• WHAT IS ASKED:
1. Reproduce the passage of the essay on LGBT-welcoming churches between "One day, it" and "into their service.", inclusive.
2. Write the next part of the essay on LGBT-welcoming churches, picking up after its final sentence.

I have never been a deeply religious person. Growing up in a split household with a Christmas-Catholic mom and a Baptist-through-marriage dad turned me into your typical agnostic. That being said, I never had to bother with finding a church that welcomed my sexual orientation.

Yet, religious thoughts go through my head each and every time I come across the intersection of King and Neil Avenues. Every time I pass the King Avenue United Methodist Church, I can’t help but careen my head towards that giant banner that reads, “All are welcome. Experience inclusiveness as God intends.” I repeatedly find myself wanting to go into that church, if only to see how welcoming they truly are. Sometimes I even engage in a whole mess of internal dialogue: Maybe I am religious and I just haven’t given it a fair chance. Could being a member of LGBT-friendly church change my entire views on faith?

One day, it hit me: maybe that’s the whole point of the enormous sign. Perhaps this sign is there just to get people like me (people who know they are not religious, but are intrigued by LGBT-tolerant churches) to walk into their service.

True to my horribly inquisitive nature, this set off a whole new set of questions. Is this church really welcoming to all, or are they struggling to pay the bills and need the donations of economically successful LGBT citizens? The same questions go towards the über-conservative churches that are hell-bent on tradition in all its forms. Do they spread hate and pander to homophobia to get more conservative members?

Cynthia Burack, professor of women’s studies at The Ohio State University, denies the notion that political and membership strategy is the sole force behind a church’s position to either welcome LGBT believers or to shun them. Burack’s training is in political theory, and she focuses on exploring identity group politics. She has written several books and articles on the relationship between religion and homosexuality, most recently being Sin, Sex, and Democracy: Antigay Rhetoric and the Christian Right.

Burack continued to explain that many churches, mostly liberal, have seriously struggled in deciding whether or not to be welcoming to LGBT citizens. They want to follow what they read in the Bible, yet are conflicted with the notion of turning people away based on those views alone. And, while conservative congregations may look unified in their opposition from the outside, they face their own internal struggles in whether to be compassionate to their LGBT members or to punish them. Typically, conservative churches aim to keep struggling homosexuals close to the church to keep an eye on them. They don’t want to lose the poor souls to San Francisco or the circuit party scene.

The King Avenue United Methodist Church is one of the more extreme examples of showing support for the LGBT community. Rita Trimble, a Ph.D. student at Ohio State, extensively studied the visual images that churches use to show their pro- or anti-LGBT attitude. She calls this “identity branding” – churches brand themselves much in the same sense that a company must brand their product for a certain audience. Locally, churches will use visually affirming images (same-sex couples, racially diverse parents, single couples without children) of families to convey their welcoming stance. Smaller churches do this in a quiet way to avoid a complete split from their denomination. To break off from the denomination would deplete all of their resources, leaving them with an inability to preach religion to anyone, let alone their LGBT parishioners.

• DATA EXTRACT:
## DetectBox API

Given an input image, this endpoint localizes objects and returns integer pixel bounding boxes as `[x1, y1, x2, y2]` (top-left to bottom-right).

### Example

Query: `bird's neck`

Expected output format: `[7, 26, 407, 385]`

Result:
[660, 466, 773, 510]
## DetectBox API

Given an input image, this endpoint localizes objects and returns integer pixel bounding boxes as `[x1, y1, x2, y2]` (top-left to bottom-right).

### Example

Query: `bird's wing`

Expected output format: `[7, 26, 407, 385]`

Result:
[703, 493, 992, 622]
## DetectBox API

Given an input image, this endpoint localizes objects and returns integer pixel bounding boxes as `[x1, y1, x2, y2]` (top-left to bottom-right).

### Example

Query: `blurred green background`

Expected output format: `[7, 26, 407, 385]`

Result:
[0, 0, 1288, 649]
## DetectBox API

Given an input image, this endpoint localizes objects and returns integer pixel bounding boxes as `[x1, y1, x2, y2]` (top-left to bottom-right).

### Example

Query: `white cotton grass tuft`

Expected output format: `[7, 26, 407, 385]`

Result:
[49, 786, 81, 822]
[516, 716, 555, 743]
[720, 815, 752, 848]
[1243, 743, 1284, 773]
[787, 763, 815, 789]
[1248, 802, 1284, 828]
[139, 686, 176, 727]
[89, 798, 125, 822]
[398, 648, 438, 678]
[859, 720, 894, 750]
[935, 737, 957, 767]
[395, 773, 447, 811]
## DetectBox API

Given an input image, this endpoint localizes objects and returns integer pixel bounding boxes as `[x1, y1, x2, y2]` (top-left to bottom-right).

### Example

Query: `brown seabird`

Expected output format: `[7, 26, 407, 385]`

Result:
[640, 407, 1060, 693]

• RESPONSE LIST:
1.
One day, it hit me: maybe that’s the whole point of the enormous sign. Perhaps this sign is there just to get people like me (people who know they are not religious, but are intrigued by LGBT-tolerant churches) to walk into their service.

2.
So how does all of this affect those who attend pro- or anti-LGBT churches? Burack believes that it depends on what you want to get from your church experience, and I heartily agree with her assessment. If you are attending a pro-LGBT church, then chances are that you accept your lifestyle and you are hoping to be surrounded with people who will accept you among their religious friends. On the other hand, if you are looking into a spiritually conservative church, then you are most likely looking for strict guidance. By hearing anti-LGBT sermons at church, you are affirming to yourself that your sexuality is wrong.

This makes deciding the most effective approach extremely difficult. If you are selecting or attending a church based on a desired outcome, then you can’t necessarily measure the end effect. But I believe that puts it in layman’s terms. It seems obvious to me that the pro-LGBT stance – whether it is as blunt as King Avenue United or as subtle as the churches in Trimble’s research – will win out between the two approaches among self-identifying LGBT parishioners. The notion that a lot of churches are struggling with this issue goes to show that they are attempting to ride the tide of social change. Even though their members are stuck in the middle of this argument, they will undoubtedly follow their church’s decision because they consider the church the end-all, be-all of morality. In her studies, Trimble recalled a certain older gentlemen who did a complete one-eighty on his views of homosexuality once his church decided to be supportive of LGBT members. I believe this change of heart will happen more and more as churches move from the subtle imagery approach to the banner-on-the-building approach.

In the end, I believe that religious acceptance often correlates with the political and social attitudes of our nation. Parishioners are happy just being along for the ride. Think about it: You would be dumbfounded to walk up to a church today and see a sign that reads, “All races are welcome.” Of course all races are welcome! Yet, before major civil rights movements, churches were segregated and African Americans had to find their own accepting places of worship because the Bible approved forms of slavery. I see this happening in a similar fashion to the issue of LGBT church-goers. Possibly excluding the hardcore Evangelist churches, I believe in a few decades there will be as little of a struggle with LGBT members as there is with racially diverse members. Then, with the full integration of sexual orientation, we can finally move on to conservative-favorite issues of polygamy and bestiality. Because, you know, that’s always the next stop on the morality train.